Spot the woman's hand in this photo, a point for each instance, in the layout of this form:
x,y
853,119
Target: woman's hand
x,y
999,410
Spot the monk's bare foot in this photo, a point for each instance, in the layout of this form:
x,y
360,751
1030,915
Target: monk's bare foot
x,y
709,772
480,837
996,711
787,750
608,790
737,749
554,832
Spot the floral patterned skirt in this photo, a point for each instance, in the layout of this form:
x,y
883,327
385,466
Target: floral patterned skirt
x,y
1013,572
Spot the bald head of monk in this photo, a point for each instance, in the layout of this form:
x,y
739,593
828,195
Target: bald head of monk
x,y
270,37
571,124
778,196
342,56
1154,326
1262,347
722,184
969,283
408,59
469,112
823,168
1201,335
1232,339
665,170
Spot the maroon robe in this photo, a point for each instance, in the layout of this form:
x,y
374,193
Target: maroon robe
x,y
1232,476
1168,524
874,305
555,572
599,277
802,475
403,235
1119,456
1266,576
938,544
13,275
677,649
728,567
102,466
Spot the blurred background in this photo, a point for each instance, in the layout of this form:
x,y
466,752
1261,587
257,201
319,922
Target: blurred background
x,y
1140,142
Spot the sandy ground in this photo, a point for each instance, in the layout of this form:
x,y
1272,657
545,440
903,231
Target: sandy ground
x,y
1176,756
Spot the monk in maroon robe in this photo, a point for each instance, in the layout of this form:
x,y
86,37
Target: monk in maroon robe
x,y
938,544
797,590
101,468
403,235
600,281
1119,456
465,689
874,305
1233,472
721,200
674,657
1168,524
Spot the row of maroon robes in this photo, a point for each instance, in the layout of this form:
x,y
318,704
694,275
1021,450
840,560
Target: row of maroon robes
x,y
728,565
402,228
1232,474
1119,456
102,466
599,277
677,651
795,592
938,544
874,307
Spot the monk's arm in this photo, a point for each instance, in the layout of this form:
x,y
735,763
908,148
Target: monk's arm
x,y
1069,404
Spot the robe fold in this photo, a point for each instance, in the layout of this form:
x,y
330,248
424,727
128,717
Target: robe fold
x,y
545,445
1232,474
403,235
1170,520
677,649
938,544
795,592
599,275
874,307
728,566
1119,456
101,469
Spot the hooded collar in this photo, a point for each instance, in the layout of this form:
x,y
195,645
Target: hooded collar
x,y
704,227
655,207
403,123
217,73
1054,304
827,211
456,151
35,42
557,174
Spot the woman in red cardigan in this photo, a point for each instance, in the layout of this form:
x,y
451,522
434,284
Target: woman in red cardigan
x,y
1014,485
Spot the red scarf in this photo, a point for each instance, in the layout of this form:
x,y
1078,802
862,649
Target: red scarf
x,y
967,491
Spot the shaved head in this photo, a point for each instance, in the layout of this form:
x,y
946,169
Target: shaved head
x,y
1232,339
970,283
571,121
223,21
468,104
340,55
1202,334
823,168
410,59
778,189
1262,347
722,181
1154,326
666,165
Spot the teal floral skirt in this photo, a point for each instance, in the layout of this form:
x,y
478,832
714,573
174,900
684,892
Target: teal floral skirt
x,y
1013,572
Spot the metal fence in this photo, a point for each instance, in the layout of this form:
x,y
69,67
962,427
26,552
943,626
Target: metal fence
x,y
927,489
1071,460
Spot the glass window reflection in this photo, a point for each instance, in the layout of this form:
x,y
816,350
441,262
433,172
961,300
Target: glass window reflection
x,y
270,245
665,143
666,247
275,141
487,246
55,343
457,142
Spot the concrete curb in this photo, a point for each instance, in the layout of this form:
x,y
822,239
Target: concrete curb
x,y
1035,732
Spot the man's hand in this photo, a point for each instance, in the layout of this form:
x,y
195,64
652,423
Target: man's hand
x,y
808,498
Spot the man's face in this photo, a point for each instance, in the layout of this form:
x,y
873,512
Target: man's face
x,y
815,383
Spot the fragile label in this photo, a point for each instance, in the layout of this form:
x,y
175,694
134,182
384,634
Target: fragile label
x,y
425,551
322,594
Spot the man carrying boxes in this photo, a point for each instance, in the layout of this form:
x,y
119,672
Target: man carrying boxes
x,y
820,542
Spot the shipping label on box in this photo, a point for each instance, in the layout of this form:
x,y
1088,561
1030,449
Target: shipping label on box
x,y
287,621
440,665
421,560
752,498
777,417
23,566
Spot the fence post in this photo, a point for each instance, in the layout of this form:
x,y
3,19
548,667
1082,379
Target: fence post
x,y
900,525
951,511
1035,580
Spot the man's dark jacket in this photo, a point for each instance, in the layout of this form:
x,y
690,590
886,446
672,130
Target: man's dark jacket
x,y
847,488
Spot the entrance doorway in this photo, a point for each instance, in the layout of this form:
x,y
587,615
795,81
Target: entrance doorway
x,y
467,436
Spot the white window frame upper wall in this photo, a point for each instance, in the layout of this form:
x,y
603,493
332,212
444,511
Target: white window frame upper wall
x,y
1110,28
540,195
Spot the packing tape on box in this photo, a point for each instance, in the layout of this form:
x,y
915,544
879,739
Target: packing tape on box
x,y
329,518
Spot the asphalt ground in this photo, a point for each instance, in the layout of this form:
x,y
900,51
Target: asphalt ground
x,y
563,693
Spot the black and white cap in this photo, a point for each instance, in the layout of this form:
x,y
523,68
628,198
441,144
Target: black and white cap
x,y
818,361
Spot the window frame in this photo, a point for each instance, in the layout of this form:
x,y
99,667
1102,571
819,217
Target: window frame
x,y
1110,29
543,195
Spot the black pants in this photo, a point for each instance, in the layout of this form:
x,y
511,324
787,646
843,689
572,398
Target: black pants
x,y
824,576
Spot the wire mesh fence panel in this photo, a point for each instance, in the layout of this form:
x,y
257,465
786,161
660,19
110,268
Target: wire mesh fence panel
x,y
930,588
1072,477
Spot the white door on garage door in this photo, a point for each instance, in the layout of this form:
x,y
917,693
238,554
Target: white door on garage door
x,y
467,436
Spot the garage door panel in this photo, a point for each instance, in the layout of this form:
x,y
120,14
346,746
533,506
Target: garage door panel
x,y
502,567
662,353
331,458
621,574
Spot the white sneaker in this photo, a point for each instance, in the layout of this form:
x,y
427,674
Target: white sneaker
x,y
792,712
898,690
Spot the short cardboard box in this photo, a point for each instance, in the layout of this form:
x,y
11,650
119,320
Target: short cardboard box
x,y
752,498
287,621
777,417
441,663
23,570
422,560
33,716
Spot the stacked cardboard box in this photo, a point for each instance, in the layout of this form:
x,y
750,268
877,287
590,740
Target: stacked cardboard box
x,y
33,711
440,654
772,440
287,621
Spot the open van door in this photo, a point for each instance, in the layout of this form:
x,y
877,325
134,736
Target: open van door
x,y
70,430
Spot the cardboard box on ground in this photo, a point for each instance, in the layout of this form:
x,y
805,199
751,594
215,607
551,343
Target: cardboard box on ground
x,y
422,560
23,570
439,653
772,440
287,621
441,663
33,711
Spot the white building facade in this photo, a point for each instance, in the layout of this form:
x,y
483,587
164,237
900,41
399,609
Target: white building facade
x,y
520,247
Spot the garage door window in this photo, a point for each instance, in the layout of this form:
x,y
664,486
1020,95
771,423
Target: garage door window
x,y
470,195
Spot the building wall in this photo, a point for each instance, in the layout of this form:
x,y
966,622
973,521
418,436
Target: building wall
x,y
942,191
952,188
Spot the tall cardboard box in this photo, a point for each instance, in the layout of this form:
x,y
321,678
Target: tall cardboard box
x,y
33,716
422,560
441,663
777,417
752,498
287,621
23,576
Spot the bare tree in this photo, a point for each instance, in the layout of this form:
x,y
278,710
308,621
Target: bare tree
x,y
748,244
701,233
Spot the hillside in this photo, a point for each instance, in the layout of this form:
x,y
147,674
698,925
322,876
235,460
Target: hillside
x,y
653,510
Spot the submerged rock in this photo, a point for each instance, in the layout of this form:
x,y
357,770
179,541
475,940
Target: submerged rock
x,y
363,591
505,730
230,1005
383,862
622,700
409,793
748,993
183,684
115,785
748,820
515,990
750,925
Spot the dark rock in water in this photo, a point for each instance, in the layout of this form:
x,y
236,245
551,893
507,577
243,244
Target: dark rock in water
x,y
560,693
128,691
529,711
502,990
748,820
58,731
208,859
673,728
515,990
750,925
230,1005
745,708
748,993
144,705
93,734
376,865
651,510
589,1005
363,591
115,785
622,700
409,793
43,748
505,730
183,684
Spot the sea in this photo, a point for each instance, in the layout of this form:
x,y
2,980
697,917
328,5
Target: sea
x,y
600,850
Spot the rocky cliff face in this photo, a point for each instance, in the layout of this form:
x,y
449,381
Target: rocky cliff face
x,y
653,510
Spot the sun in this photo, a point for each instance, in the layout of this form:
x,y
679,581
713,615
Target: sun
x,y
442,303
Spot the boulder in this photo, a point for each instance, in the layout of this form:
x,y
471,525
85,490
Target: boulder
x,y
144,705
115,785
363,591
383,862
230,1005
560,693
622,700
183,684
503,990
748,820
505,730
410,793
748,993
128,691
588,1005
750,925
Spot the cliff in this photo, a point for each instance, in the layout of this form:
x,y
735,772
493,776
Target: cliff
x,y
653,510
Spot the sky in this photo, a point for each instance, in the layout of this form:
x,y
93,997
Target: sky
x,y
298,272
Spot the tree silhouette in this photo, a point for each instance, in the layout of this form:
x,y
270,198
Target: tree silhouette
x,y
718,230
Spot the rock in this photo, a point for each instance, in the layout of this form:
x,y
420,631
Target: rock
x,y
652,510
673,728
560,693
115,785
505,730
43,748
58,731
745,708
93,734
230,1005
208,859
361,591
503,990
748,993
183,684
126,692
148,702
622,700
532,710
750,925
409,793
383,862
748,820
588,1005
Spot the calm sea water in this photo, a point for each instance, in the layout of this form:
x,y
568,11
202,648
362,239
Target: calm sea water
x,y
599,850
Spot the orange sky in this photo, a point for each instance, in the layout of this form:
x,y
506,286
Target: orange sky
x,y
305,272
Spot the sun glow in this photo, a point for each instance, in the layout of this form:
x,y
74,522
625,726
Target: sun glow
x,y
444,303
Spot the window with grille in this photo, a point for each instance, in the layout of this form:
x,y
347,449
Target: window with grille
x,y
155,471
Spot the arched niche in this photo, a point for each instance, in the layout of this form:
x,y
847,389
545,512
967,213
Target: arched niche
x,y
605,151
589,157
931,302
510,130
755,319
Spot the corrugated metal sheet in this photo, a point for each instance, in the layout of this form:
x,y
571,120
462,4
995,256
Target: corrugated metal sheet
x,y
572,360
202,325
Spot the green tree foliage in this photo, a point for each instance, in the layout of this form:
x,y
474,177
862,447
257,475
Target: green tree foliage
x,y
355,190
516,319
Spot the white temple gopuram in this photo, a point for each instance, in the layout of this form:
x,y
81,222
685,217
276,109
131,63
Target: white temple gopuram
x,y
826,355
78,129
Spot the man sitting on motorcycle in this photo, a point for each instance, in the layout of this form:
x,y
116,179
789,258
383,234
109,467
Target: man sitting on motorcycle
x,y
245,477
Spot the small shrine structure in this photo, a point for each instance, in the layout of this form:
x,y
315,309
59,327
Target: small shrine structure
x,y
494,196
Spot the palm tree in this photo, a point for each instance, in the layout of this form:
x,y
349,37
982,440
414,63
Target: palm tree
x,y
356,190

_ _ _ _

• **What is expected**:
Only the lines from the one containing "Spot the sun glow" through the end of the entries above belong in the answer; repeat them exactly.

• **Completed task**:
Spot the sun glow in this photo, a point for each instance, in the layout of this form:
x,y
74,522
625,726
Target: sun glow
x,y
444,303
Spot the window with grille in this photo, a point for each instance, in the layout of this form:
x,y
347,449
Target: window with grille
x,y
155,471
Spot the arched niche in this photo, a point for each instance, in the layout of this form:
x,y
847,389
545,512
967,213
Target: arched niche
x,y
605,151
589,157
931,302
510,130
755,319
Spot the corrugated metal sheet in this photo, a point for each instance, in the layout of this form:
x,y
571,120
462,4
995,256
Target: corrugated metal sheet
x,y
572,360
202,325
Spot the green tree foliage in this photo, a point for each instance, in the layout of this form:
x,y
474,177
862,447
257,475
Target: green tree foliage
x,y
355,190
516,319
Spot the white temple gopuram in this photo, a point for each instance, in the layout of this form:
x,y
81,222
685,217
276,109
131,63
Target: white temple gopuram
x,y
826,355
78,129
Spot the man sitting on motorcycle in this photo, a point for each instance, in the layout of this form:
x,y
116,179
789,258
383,234
109,467
Target: man sitting on motorcycle
x,y
245,477
Spot the small shrine structure in this photo, a point for each instance, in the layout of this form:
x,y
315,309
59,327
Target: small shrine structure
x,y
494,196
Spot the palm tree in this photo, a point for each instance, in the layout of this form:
x,y
349,37
982,440
414,63
Target: palm tree
x,y
356,190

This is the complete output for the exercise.